_EXCERPT TO READ_

○ ○ ○ ○

Re: Introducing a Session header...

On Thu, Jul 19, 2012 at 04:34:27PM -0700, David Morris wrote:
> 
> 
> On Thu, 19 Jul 2012, Poul-Henning Kamp wrote:
> 
> > In message <alpine.LRH.2.01.1207191524030.19187@egate.xpasc.com>, David Morris 
> > writes:
> > 
> > >I see no reason for a browser generated session id independant of a
> > >server's desire to receive one. And getting the related issues
> > >like scope and expiration solved in a secure way would still seem
> > >to require properties controlled by the server and not the client.
> > 
> > We are not talking about properties, only about identity of the session.
> > 
> > It should be the user, and only the user who decides when a session
> > starts and ends, so it has to be the user-agent which controls the
> > session-id.
> > 
> > The server is of course free to ignore the session-id from the client,
> > and implement its own concept of a session.
> > 
> > But HTTP/1.x lacks a way for the user to communicate his intent
> > with respect to sessions, and we should remedy that in HTTP/2.0
> 
> We clearly arean't talking about the same concept. 
> 
> In my definition and experience, the end user
> rarely has any notion of what a session might be and hence no
> way to understand when and why to interact with the browser
> to effect control of the session.

It's not entirely true, because right now cookies are systematically
sent to same origin server, from the same window (depending on browser)
and until the browser is closed. A session might more or less be defined
as a series of pages accessed by consecutive clicks keeping you on the
same origin server. I think the browser guys would have a much more
detailed description of the algorithm and of the issues they're facing.

> "Session" is a relationship between a user/browser and a web
> application. Only the application has any knowledge of its
> composition.

Each side has since it's a relationship. The client just knows it
carries an opaque thing at the moment.

○ ○ ○ ○

_ENTRIES_
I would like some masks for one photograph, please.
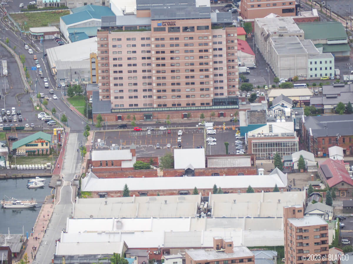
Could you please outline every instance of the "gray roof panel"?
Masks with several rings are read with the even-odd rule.
[[[92,92],[92,112],[94,114],[110,113],[112,112],[110,100],[99,100],[99,91]]]
[[[330,115],[306,117],[305,125],[316,136],[336,137],[353,135],[353,115]]]
[[[149,10],[152,8],[195,7],[196,0],[136,0],[136,9]]]
[[[210,18],[210,7],[193,7],[151,9],[151,20]]]

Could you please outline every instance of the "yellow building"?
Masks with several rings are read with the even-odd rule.
[[[37,155],[49,154],[51,140],[52,136],[49,134],[37,132],[14,142],[11,150],[16,149],[17,155],[27,156],[29,152]]]

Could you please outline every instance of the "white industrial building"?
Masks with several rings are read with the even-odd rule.
[[[306,203],[304,191],[222,194],[208,196],[77,198],[74,218],[194,217],[282,217],[283,207]]]
[[[69,43],[65,45],[58,46],[54,48],[47,49],[47,58],[52,73],[56,75],[58,70],[56,68],[56,63],[61,61],[59,68],[60,72],[59,77],[62,79],[65,79],[65,81],[71,81],[69,80],[71,76],[72,76],[76,79],[78,77],[78,74],[72,74],[71,71],[70,76],[66,76],[66,73],[70,72],[70,67],[72,70],[73,66],[78,72],[81,69],[82,75],[86,76],[88,74],[87,67],[89,65],[89,56],[91,52],[96,52],[97,50],[97,37],[91,38],[80,41]],[[75,62],[74,64],[71,64],[71,62]],[[82,70],[83,69],[83,70]],[[62,74],[65,73],[63,77],[60,77]],[[83,77],[81,76],[81,77]],[[90,77],[84,77],[90,78]],[[57,77],[57,79],[58,77]],[[64,81],[63,80],[59,81]]]

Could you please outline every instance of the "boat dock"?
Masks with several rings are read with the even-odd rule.
[[[52,177],[52,174],[50,172],[43,173],[33,174],[16,174],[7,175],[7,174],[0,174],[0,180],[7,179],[23,179],[25,178],[34,178],[36,177],[45,177],[48,178]]]

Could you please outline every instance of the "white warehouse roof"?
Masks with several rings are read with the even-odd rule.
[[[90,172],[82,181],[82,190],[85,191],[109,191],[122,190],[127,184],[130,190],[145,190],[192,189],[212,188],[215,184],[222,188],[287,188],[287,175],[277,169],[269,175],[157,177],[110,179],[98,178]]]

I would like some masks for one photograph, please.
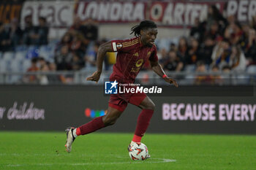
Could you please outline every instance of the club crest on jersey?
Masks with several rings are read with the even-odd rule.
[[[135,66],[137,67],[140,67],[140,66],[141,66],[143,63],[143,59],[140,59],[140,60],[137,61]]]
[[[138,57],[139,56],[139,53],[134,53],[133,55],[136,56],[136,57]]]
[[[120,42],[118,42],[118,43],[116,43],[116,48],[117,49],[121,49],[123,47],[123,45],[121,44],[121,43],[120,43]]]

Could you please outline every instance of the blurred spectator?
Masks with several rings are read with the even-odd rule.
[[[203,61],[205,63],[210,65],[212,62],[211,54],[214,47],[214,41],[210,36],[207,36],[199,50],[198,60]]]
[[[195,64],[200,58],[199,43],[195,38],[191,38],[191,46],[188,52],[188,57],[186,58],[187,64]]]
[[[232,45],[238,45],[242,40],[243,30],[238,22],[230,24],[225,31],[225,38]]]
[[[222,83],[222,77],[220,76],[220,71],[217,66],[213,66],[211,70],[212,74],[211,75],[211,84],[221,85]]]
[[[19,26],[17,18],[13,18],[10,24],[10,39],[12,40],[12,46],[16,47],[21,44],[23,31]]]
[[[31,66],[27,69],[27,72],[34,72],[39,71],[38,59],[37,58],[33,58],[31,59]],[[23,77],[23,81],[29,83],[36,83],[37,80],[34,75],[29,75]]]
[[[57,65],[57,70],[72,69],[70,64],[72,58],[72,53],[69,51],[68,46],[62,46],[61,50],[57,52],[54,57],[55,63]]]
[[[222,69],[222,72],[223,73],[230,73],[231,71],[231,69],[229,66],[224,66]]]
[[[41,68],[42,66],[47,64],[47,61],[42,57],[38,57],[38,66]]]
[[[208,17],[206,20],[206,31],[211,29],[214,23],[217,22],[218,29],[222,33],[227,25],[227,20],[220,13],[218,8],[214,5],[211,5],[208,8]]]
[[[95,25],[91,18],[89,18],[85,25],[83,31],[84,36],[90,41],[96,41],[98,39],[98,26]]]
[[[66,32],[65,34],[62,36],[61,41],[58,43],[56,50],[60,50],[60,48],[64,45],[67,45],[70,50],[72,38],[73,37],[71,33]]]
[[[170,50],[178,51],[178,47],[173,42],[170,43]]]
[[[12,50],[10,31],[11,30],[8,24],[1,24],[0,26],[0,51]]]
[[[249,64],[256,64],[256,32],[254,29],[249,30],[248,40],[244,52]]]
[[[207,73],[207,69],[206,64],[202,61],[198,61],[197,63],[196,72],[200,74],[196,76],[195,79],[195,85],[208,85],[211,84],[211,75],[206,74],[204,75],[204,73]]]
[[[217,21],[214,20],[211,22],[209,30],[206,33],[205,36],[210,36],[214,40],[221,36],[219,24]]]
[[[170,50],[168,53],[166,61],[163,63],[163,68],[167,71],[181,71],[183,69],[184,63],[177,57],[176,53]]]
[[[220,69],[227,65],[230,61],[231,48],[228,39],[223,39],[215,47],[211,55],[213,64],[217,65]]]
[[[231,49],[230,58],[228,66],[232,70],[244,71],[246,66],[244,53],[238,46],[233,46]]]
[[[25,28],[23,30],[23,43],[27,45],[36,45],[38,36],[36,35],[36,28],[32,23],[32,15],[25,17]]]
[[[190,36],[197,39],[200,42],[202,42],[203,34],[205,32],[205,28],[200,23],[199,18],[195,18],[194,26],[190,29]]]
[[[84,66],[84,61],[80,58],[79,55],[73,53],[70,64],[72,70],[80,70]]]
[[[185,64],[185,61],[188,58],[188,50],[187,39],[184,36],[181,37],[178,41],[177,55],[184,64]]]
[[[75,53],[80,58],[83,58],[86,53],[87,45],[84,44],[84,37],[80,32],[77,32],[73,35],[71,42],[70,50]]]
[[[40,68],[40,72],[42,74],[37,76],[37,79],[40,85],[48,85],[49,83],[49,80],[47,74],[44,74],[44,72],[49,72],[49,66],[48,64],[44,64]]]
[[[39,18],[39,26],[36,28],[37,34],[35,36],[37,38],[37,45],[42,45],[48,44],[48,32],[49,28],[47,26],[46,18],[40,17]],[[35,38],[36,39],[36,38]]]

○ ○ ○ ○

_GOALS_
1 > Could you reproduce the passage of the Session header thread that begins at the words "On Thu, Jul" and stops after "identity of the session."?
2 > What comes next in the Session header thread? Continue it from its last line.
You can leave the material aside here.

_ANSWERS PER TASK_
1 >
On Thu, Jul 19, 2012 at 04:34:27PM -0700, David Morris wrote:
> 
> 
> On Thu, 19 Jul 2012, Poul-Henning Kamp wrote:
> 
> > In message <alpine.LRH.2.01.1207191524030.19187@egate.xpasc.com>, David Morris 
> > writes:
> > 
> > >I see no reason for a browser generated session id independant of a
> > >server's desire to receive one. And getting the related issues
> > >like scope and expiration solved in a secure way would still seem
> > >to require properties controlled by the server and not the client.
> > 
> > We are not talking about properties, only about identity of the session.

2 >
> The user end of a session is generally represented by a single
> computing system and may include multiple windows, tabs, etc.
> The applicatation will range from a single instance on a
> shared host up and through many hosts distributed between
> physical locations.
> 
> >From the browser/user interface perspective, a 'logout'
> function could mean close all windows/tabs associated with
> this session identifier, flush the cache and cookies
> associated with this session and notify the application
> server that the logout was invoked.
> 
> I deal with many average web users and am convinced that
> placing any burden on them to define the bounds of a session
> would be a colossal failure. 

I don't think we have to change the experience for them, it's
important that it is transparent. Basically the condition for a
browser to generate a new session ID could be "did I already have
an ID for this site". It remains compatible with how session cookies
work.

Note that I'm not advocating for leaving it all to the browser (see
my other mail in this thread), because the server side only knows
what it needs to put there (eg: server identifiers for multi-site
load balancing farms).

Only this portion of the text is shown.